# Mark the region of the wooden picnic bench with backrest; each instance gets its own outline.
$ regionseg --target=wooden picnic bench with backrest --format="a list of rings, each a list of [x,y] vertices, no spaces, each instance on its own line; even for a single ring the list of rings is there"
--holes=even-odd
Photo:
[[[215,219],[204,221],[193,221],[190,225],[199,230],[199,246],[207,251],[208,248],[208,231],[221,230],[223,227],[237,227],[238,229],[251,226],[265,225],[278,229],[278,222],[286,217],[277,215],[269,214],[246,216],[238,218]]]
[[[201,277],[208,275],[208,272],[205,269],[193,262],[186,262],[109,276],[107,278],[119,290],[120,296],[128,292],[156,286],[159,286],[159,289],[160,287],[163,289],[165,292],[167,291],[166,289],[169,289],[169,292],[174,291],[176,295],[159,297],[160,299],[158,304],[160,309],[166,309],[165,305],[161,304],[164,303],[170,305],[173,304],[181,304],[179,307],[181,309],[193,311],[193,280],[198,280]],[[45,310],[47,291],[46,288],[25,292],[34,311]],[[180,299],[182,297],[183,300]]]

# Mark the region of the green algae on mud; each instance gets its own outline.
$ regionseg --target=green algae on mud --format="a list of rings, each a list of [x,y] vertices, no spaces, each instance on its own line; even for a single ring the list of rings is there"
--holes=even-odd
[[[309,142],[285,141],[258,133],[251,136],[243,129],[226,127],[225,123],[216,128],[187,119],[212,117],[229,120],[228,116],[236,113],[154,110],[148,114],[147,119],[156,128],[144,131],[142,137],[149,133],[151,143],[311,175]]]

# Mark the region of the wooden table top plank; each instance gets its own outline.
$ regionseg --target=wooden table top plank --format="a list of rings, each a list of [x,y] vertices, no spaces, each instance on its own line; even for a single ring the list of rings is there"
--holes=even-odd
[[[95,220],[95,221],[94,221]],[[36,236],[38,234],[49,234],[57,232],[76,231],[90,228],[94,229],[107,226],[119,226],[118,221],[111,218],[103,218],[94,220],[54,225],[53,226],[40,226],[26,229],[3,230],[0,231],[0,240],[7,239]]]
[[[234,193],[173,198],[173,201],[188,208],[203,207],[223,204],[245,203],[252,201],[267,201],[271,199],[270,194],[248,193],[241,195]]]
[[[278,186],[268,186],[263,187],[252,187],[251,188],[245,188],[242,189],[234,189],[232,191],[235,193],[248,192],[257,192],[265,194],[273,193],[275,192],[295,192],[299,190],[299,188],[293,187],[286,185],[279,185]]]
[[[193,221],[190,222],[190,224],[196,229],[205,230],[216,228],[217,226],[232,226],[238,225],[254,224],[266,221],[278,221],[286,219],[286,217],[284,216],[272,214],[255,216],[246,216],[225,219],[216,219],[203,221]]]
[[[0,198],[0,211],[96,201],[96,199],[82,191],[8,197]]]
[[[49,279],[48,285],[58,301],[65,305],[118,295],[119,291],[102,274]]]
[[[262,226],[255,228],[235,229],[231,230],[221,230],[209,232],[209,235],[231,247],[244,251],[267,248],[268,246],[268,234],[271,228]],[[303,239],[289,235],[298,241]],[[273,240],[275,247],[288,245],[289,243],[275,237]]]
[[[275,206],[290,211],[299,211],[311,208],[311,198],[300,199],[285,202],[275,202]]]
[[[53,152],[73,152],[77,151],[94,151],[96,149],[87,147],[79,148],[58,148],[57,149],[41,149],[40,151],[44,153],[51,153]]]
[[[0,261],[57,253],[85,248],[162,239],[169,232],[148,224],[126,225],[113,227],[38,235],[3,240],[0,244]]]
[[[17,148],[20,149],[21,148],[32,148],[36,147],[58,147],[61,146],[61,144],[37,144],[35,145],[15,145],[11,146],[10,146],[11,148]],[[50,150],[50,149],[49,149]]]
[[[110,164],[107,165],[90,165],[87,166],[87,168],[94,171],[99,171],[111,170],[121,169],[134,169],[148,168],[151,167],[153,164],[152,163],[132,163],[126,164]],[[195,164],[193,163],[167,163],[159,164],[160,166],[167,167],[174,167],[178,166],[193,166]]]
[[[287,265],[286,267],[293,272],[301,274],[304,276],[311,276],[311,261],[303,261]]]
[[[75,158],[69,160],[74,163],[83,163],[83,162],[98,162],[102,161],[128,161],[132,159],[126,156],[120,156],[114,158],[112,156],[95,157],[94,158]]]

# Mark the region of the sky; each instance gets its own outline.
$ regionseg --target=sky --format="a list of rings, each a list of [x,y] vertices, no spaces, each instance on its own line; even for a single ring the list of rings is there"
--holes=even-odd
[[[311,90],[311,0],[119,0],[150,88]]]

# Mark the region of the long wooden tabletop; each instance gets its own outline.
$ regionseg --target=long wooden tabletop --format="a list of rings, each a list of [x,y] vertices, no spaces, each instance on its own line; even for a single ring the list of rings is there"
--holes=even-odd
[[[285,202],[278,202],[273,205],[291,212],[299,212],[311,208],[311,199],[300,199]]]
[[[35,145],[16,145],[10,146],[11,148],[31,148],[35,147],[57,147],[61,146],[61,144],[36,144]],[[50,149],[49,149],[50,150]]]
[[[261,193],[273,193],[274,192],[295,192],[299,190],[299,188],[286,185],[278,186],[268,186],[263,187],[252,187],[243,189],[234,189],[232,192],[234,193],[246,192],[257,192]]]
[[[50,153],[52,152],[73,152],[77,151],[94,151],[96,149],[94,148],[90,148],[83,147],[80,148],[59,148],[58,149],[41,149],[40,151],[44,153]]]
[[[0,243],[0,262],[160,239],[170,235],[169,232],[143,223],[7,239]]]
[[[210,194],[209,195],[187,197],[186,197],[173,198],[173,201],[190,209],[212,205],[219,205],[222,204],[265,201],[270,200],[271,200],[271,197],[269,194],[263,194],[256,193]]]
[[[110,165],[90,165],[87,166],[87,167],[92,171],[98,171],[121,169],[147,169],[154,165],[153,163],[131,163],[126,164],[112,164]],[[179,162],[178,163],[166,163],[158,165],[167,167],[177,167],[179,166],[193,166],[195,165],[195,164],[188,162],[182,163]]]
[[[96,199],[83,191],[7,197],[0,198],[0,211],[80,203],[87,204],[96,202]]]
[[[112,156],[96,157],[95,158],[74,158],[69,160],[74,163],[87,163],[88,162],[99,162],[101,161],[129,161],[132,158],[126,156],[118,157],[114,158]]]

___

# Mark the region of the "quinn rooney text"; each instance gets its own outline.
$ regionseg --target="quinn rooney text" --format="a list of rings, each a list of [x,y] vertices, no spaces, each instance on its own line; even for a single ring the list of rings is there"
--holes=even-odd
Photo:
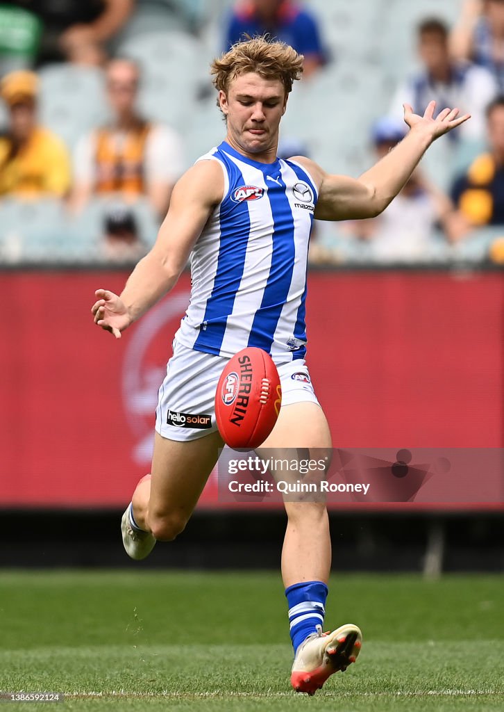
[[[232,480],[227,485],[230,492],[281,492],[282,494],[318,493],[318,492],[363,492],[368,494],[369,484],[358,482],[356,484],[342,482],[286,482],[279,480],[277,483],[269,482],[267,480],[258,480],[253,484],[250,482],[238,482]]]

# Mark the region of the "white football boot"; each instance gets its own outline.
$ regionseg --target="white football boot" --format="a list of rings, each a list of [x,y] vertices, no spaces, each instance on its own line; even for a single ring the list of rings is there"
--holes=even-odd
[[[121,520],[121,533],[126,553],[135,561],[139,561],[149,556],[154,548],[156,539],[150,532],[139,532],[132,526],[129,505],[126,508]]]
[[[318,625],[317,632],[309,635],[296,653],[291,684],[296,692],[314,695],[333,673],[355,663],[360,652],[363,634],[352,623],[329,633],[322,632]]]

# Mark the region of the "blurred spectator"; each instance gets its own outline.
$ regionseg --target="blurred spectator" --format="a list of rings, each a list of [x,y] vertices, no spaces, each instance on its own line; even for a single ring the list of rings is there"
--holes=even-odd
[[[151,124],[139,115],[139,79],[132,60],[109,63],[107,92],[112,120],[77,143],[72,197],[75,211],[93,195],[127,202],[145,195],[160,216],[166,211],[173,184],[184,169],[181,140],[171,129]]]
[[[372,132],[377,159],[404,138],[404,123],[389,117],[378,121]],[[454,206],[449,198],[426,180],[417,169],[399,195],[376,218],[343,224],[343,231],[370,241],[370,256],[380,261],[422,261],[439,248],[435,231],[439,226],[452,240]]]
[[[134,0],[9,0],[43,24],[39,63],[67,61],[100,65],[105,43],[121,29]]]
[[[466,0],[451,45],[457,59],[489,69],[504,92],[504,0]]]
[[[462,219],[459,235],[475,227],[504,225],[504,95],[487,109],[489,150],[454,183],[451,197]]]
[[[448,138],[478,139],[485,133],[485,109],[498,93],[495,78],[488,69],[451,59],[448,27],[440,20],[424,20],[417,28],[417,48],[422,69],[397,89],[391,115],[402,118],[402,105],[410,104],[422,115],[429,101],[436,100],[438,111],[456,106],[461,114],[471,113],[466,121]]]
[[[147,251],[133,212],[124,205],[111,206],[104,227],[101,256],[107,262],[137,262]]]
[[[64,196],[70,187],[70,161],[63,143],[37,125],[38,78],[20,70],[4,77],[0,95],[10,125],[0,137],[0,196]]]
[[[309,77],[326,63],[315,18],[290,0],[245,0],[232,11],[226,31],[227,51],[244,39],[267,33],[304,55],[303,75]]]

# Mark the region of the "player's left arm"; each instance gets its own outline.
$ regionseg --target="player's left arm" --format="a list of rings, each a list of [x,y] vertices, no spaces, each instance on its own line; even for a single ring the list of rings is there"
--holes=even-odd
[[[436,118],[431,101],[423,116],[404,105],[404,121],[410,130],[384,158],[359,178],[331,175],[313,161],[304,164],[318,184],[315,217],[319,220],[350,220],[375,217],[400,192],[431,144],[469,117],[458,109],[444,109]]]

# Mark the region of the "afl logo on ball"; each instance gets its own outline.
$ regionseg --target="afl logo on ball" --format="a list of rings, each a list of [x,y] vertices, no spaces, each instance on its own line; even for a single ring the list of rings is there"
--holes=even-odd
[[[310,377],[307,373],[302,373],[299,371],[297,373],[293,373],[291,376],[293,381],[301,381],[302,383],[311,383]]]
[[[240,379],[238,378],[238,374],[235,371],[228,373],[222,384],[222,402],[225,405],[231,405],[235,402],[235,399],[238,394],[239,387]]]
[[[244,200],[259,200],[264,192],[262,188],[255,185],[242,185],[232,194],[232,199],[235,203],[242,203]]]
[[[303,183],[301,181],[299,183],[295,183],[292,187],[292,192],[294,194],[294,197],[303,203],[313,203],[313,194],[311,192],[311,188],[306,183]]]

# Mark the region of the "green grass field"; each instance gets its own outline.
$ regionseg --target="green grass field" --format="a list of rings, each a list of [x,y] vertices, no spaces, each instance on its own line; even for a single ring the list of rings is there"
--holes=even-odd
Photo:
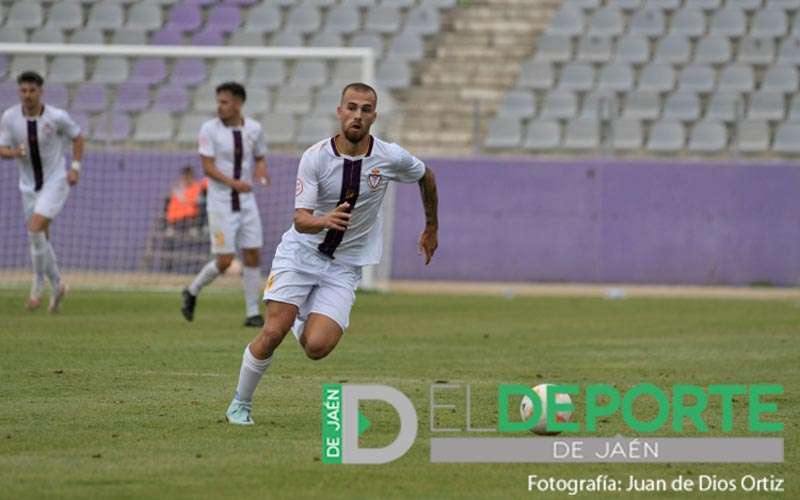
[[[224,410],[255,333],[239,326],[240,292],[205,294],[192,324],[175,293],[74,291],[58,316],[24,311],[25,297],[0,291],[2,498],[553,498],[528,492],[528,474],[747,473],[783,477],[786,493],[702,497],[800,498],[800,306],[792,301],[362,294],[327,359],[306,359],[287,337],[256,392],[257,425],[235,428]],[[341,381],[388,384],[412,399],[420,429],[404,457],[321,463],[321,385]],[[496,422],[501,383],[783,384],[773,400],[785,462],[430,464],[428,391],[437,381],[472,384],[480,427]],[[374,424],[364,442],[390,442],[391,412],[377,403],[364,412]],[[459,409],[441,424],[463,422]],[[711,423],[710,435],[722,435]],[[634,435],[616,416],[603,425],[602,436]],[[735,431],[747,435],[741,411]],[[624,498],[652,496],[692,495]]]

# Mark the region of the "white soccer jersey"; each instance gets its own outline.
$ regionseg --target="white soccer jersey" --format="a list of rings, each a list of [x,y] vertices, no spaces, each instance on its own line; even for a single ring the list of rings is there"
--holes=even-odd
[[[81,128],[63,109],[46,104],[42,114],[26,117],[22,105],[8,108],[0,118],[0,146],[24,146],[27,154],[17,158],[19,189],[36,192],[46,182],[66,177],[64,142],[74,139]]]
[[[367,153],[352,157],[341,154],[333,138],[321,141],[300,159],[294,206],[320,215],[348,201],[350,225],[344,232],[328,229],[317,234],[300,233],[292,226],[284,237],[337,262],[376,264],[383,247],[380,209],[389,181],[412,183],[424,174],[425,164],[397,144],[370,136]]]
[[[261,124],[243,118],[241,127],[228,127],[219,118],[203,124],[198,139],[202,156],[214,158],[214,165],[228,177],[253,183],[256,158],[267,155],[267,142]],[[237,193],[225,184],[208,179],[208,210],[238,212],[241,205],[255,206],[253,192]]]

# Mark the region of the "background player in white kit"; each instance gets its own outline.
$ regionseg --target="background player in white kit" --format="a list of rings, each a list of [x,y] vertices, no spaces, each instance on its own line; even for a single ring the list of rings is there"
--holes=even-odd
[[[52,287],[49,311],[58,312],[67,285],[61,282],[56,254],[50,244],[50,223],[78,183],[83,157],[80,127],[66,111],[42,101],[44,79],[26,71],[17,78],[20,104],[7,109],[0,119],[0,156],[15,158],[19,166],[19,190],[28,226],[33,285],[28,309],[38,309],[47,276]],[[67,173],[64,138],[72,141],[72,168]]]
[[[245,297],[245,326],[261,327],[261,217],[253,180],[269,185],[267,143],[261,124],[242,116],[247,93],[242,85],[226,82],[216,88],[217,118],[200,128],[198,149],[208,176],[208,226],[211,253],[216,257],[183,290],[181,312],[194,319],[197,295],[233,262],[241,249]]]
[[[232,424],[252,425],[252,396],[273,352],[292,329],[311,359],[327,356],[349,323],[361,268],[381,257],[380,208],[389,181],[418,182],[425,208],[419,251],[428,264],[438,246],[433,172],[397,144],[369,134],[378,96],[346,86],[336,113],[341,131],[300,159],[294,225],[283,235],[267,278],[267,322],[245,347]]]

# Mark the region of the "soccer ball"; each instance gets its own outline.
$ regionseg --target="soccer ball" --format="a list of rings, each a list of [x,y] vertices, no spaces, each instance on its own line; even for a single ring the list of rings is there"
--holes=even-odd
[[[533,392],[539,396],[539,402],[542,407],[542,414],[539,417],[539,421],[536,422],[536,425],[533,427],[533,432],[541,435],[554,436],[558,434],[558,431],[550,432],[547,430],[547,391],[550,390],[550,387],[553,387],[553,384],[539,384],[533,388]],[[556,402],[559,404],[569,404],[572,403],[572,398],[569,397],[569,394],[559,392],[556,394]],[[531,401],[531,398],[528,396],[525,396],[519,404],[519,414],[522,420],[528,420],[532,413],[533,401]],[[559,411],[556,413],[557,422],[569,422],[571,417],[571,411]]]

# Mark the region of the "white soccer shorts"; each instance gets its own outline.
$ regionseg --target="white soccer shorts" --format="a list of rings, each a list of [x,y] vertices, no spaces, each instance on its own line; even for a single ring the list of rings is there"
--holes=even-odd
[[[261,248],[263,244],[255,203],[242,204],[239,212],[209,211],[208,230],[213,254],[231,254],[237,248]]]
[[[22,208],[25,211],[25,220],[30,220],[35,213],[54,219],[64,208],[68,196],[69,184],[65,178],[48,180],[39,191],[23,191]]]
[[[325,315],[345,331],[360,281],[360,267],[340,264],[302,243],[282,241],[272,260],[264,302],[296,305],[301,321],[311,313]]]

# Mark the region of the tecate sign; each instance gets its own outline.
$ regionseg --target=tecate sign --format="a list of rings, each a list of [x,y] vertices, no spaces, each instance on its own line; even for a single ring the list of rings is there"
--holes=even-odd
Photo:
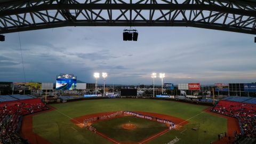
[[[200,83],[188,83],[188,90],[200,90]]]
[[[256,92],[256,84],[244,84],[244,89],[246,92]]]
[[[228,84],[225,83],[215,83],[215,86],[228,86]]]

___

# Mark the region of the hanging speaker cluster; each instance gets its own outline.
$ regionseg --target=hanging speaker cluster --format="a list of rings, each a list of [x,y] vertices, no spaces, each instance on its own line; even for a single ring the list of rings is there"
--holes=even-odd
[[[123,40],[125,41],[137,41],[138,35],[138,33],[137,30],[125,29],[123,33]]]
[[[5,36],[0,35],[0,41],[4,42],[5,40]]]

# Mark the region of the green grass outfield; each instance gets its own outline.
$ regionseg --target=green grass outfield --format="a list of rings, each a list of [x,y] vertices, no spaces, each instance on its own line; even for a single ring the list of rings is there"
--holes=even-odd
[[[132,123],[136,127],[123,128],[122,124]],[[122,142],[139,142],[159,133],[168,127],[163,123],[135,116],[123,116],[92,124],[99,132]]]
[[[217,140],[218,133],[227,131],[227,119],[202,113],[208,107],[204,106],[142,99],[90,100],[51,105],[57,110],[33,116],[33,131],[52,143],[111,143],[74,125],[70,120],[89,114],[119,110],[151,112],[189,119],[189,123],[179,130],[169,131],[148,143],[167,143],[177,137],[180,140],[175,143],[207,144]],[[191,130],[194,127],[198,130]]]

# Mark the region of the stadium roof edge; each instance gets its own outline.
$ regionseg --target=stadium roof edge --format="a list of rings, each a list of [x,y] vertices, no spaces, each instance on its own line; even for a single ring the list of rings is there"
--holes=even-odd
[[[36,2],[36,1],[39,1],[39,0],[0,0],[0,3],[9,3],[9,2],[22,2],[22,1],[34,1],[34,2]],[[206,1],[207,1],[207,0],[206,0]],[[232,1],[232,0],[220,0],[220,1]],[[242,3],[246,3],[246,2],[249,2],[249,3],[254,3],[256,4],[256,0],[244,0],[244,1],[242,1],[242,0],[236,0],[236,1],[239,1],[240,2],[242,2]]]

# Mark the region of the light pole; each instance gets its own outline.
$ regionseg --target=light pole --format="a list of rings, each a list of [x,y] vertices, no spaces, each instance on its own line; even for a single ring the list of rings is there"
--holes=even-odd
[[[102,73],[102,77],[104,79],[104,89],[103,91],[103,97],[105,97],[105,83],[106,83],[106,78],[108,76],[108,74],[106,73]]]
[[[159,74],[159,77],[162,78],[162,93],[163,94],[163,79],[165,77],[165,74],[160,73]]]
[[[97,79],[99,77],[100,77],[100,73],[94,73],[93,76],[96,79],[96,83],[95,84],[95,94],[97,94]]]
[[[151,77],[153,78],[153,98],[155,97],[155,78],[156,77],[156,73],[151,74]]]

___

TASK PROMPT: Return verbatim the lines starting with the one that contains "# Mark the region of the tecate" and going on through the one that contains "[[[228,84],[225,83],[215,83],[215,86],[228,86]]]", with both of those lines included. Leave the pictures out of your answer.

EXERCISE ANSWER:
# Mark the region of the tecate sign; each instance gets its own outline.
$ regionseg --target=tecate sign --format="a list of rings, each a list of [x,y] vertices, no spaces, each instance on its own line; even for a single ring the list of rings is there"
--holes=even-odd
Photo:
[[[200,83],[188,83],[188,90],[200,90]]]
[[[256,92],[256,84],[244,84],[244,89],[246,92]]]
[[[228,84],[225,83],[215,83],[215,86],[228,86]]]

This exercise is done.